** Material for this task follows **
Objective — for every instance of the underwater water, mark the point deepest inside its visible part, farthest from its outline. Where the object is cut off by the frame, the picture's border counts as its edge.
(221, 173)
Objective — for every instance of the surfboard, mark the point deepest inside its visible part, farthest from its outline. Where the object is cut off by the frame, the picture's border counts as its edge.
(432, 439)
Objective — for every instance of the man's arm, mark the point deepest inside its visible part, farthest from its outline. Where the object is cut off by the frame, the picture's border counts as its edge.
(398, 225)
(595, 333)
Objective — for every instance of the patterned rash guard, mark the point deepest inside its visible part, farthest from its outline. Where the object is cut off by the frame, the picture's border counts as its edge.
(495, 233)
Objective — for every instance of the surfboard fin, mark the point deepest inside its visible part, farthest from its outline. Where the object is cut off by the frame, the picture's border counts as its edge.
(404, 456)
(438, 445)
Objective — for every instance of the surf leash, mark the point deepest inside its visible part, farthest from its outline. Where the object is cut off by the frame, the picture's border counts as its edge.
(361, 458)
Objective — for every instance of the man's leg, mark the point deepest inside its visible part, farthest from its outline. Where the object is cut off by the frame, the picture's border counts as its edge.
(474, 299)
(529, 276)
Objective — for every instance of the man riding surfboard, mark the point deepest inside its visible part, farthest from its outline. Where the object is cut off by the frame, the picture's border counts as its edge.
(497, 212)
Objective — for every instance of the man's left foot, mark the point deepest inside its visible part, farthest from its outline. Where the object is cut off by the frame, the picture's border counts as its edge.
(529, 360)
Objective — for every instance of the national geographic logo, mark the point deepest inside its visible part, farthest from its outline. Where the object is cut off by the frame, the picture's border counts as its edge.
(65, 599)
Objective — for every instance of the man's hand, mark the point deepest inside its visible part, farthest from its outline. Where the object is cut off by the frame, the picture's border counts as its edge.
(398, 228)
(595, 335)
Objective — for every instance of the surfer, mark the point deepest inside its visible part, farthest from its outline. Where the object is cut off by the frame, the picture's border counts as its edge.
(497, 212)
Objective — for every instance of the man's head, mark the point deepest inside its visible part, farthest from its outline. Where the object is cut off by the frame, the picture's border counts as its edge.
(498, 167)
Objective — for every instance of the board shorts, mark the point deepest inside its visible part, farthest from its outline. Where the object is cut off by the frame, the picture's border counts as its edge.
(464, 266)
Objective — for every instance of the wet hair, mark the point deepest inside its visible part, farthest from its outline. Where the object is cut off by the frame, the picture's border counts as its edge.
** End of Material for this task **
What needs to be done: All the records above need to be output exactly, with none omitted.

Output of the task:
Objective — for every instance of the underwater water, mark the point deepest inside its visible part, farthest from its outline. Where the object is cut off by the frame, the picture's border counts as its edge.
(221, 173)
Objective — for every instance of the surfboard, mark the point deepest inside its visible part, farthest from its outline. Where the object is cut off by the frame, the picture's border counts as its edge.
(432, 439)
Objective — for every instance of the man's arm, mark the point deepest inside its visible part, farthest from its outline. Where the object is cut off by the frame, the picture's border counts as its edge.
(398, 225)
(595, 333)
Objective — for every instance of the patterned rash guard, mark the point deepest inside its visible part, farthest from its outline. Where the object is cut off by the frame, the picture's border counts as its edge.
(495, 233)
Objective — for every instance of the surfboard fin, mark the point deepest inside its visible part, farthest from its outline. Where the object is cut off by the frame, the picture's border counts as its edge.
(404, 456)
(438, 445)
Objective — for every instance of the surf leash, mark the point deepest inside its visible part, farthest from its outline. Where the object is cut off by the frame, the picture's border counts as its edge.
(361, 458)
Objective — for every instance of the man's leg, mark the point deepest inside its visible part, farthest from its outline. Where the object is cut off by the frame, the picture's border counts as its edge.
(474, 299)
(529, 276)
Objective — for every instance of the man riding surfboard, mark the point deepest inside its visible part, farthest from its outline. Where the object is cut off by the frame, the picture's border counts as its edge.
(497, 212)
Objective — for every instance of the man's left foot, mark the point deepest inside its visible part, farthest from its outline. Where the object is cut off by the frame, the picture's border counts as its edge.
(529, 360)
Objective — for every instance of the national geographic logo, mark the point deepest inside its visible part, farthest from its outline. Where the object is cut off by the frame, the picture's border counts as its edge.
(65, 599)
Objective — for every instance of the man's hand, mark the point deepest inside its visible part, farthest from its outline. Where the object is cut off by the frame, the picture's border counts as its edge.
(398, 228)
(595, 335)
Objective — for every instance of the surfer, mark the point deepest inside its visible part, farthest from its outline. Where the object is cut off by the frame, the picture's border counts as its edge.
(497, 212)
Objective — for every instance of the man's head, mark the point deepest inside its visible part, farthest from its outline. Where the object is cut off by the frame, the picture's border counts as its edge.
(498, 167)
Objective — for every instance of the board shorts, mark the point deepest inside its visible part, farthest from its outline. Where the object is cut off by the frame, the picture's border counts as its edge.
(464, 266)
Objective — for every instance of the wet hair, mark the point deepest inside its visible part, farthest from its outline. Where the object is cut off by the frame, the picture's border counts as its edge.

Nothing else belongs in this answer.